## What to work on
a) Answer these questions from the forum thread on rustc memory use:
(i) What finish time did the first cargo build report?
(ii) What maximum resident set size, in kbytes, did that build report?
(iii) Which heap profiler did a reply suggest?
b) Identify every line of the records that contains the string "wall", and copy each one. Case counts.

## Extract provided

Why does rustc require 7GB of memory?

I'm running into some problems because the rustc build of one of my crates (https://github.com/samuela/rustybox) requires ~7GB of memory. Why in the world does rustc require so much memory? Are there any particular rust features that lead to this kind of outsized memory usage?

Would "crate shattering" the project into multiple crates help? In this particular case, I'm okay with doing that if it solves the problem, but it hardly seems like it should even be necessary in the first place.

Here's how I benchmarked it:

$ /usr/bin/time -v cargo build --jobs 1
...
Finished dev [unoptimized + debuginfo] target(s) in 3m 17s
	Command being timed: "cargo build --jobs 1"
	User time (seconds): 156.60
	System time (seconds): 17.12
	Percent of CPU this job got: 87%
	Elapsed (wall clock) time (h:mm:ss or m:ss): 3:17.98
	Average shared text size (kbytes): 0
	Average unshared data size (kbytes): 0
	Average stack size (kbytes): 0
	Average total size (kbytes): 0
	Maximum resident set size (kbytes): 7053216
	Average resident set size (kbytes): 0
	Major (requiring I/O) page faults: 27
	Minor (reclaiming a frame) page faults: 768571
	Voluntary context switches: 38426
	Involuntary context switches: 304785
	Swaps: 0
	File system inputs: 334648
	File system outputs: 632816
	Socket messages sent: 0
	Socket messages received: 0
	Signals delivered: 0
	Page size (bytes): 4096
	Exit status: 0
2 Likes

A heap profiler like valgrind massif might help you figure out what's so big.

One guess is that it's just a ton of code for LLVM to process all at once, which doesn't happen in C's per-file compilation. If so, "crate shattering" might indeed help. You could also try cargo-llvm-lines to see if your code is generating anything surprising or pathological.

I know that incremental and debug info lead to huge disk usage. I wonder how they affect compiler's RAM usage though? If someone runs the above bench with env CARGO_INCREMENTAL=0 RUSTFLAGS="-C debuginfo=0", please share the results :wink:

2 Likes

For what it's worth: if I were writing a BusyBox replacement, I'd put each tool in a separate crate (or possibly groups of related ones that share lots of code) and rely on LTO to do the code sharing and whatnot that BusyBox is known for.

That's not me saying "you're doing it wrong;" what you've done is also reasonable. I bring this up because clusters of smaller crates is more typical of Rust programs, and is therefore what the tools have been optimized around. It may be that you've found a bug because you're doing something unusual (your crate appears to be massive). It probably won't be the last. If that becomes annoying to you, splitting up the crate might help you avoid it. (I bet it also helps your build times.)

Or, of course, you might be excited about helping us reduce the complier's memory usage in cases like this, in which case :partying_face: ! Filing a bug might make sense.

2 Likes

Ok, here are the results!

$ cargo clean
$ CARGO_INCREMENTAL=0 RUSTFLAGS="-C debuginfo=0" /usr/bin/time -v cargo build --jobs 1
...

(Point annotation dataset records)

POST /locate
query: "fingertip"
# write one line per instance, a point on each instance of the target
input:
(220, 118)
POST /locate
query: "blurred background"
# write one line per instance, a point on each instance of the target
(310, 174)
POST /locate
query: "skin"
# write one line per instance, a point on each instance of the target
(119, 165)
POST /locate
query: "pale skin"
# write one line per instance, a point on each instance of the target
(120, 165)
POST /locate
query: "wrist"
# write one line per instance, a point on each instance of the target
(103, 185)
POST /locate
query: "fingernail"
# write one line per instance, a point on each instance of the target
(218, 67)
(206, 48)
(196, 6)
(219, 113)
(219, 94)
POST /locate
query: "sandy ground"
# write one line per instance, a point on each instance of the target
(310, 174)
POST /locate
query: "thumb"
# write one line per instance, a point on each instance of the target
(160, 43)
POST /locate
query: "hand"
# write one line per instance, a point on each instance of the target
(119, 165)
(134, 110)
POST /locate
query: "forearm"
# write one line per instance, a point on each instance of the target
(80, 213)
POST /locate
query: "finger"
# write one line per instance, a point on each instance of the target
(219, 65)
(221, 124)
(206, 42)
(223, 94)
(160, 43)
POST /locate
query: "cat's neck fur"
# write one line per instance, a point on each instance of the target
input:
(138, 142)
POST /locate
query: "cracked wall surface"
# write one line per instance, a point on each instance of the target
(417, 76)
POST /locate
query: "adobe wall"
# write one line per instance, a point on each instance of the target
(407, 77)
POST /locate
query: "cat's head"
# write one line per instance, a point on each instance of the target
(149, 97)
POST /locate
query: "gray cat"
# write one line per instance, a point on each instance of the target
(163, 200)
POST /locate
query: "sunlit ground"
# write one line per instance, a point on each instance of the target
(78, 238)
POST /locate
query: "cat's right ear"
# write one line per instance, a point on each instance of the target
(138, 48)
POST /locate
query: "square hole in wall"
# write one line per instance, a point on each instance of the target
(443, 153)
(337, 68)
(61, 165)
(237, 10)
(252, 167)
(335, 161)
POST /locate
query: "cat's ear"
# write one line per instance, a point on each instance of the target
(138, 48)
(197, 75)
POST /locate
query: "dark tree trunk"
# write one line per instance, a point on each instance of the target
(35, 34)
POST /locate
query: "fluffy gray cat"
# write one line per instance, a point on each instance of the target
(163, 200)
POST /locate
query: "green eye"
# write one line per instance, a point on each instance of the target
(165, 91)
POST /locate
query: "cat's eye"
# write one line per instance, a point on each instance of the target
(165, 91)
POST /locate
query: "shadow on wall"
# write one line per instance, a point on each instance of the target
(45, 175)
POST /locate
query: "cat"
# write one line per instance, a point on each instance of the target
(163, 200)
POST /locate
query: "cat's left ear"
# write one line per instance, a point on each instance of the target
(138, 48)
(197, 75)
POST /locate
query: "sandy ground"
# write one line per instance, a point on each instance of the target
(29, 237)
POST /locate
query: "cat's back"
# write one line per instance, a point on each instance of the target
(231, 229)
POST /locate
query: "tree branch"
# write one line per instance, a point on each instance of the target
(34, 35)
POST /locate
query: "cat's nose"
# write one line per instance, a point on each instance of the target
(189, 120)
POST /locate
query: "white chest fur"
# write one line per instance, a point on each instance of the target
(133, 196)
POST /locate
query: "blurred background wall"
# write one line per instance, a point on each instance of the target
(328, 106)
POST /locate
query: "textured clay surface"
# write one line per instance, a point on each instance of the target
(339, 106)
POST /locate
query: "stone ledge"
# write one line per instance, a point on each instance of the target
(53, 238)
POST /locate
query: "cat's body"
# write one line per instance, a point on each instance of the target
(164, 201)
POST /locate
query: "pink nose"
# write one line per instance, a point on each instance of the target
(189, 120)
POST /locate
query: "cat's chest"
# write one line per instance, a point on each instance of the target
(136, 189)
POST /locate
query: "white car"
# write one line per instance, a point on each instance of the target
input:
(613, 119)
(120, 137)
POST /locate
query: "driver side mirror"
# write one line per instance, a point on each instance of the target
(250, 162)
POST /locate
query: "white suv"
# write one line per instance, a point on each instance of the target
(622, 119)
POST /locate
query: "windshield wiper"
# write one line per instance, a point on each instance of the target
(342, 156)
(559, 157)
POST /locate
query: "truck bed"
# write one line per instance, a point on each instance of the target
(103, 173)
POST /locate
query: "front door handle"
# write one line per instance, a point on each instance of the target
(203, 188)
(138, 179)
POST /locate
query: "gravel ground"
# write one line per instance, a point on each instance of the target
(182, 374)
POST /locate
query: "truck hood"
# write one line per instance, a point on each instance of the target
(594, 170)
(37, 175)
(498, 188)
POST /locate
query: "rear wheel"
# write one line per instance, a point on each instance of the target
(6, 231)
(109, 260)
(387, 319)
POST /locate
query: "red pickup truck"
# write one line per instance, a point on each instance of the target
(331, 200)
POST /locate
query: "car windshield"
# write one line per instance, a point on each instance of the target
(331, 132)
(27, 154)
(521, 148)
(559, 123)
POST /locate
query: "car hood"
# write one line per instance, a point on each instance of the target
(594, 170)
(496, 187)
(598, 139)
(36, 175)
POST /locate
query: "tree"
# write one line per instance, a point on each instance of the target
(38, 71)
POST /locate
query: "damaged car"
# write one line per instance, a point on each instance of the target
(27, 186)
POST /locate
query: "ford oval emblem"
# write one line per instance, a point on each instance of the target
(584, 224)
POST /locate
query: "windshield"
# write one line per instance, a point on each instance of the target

## Solutions to the problems
a)
(i) 3m 17s
(ii) 7053216
(iii) valgrind massif

b)
query: "cracked wall surface"
query: "adobe wall"
query: "square hole in wall"
query: "shadow on wall"
query: "blurred background wall"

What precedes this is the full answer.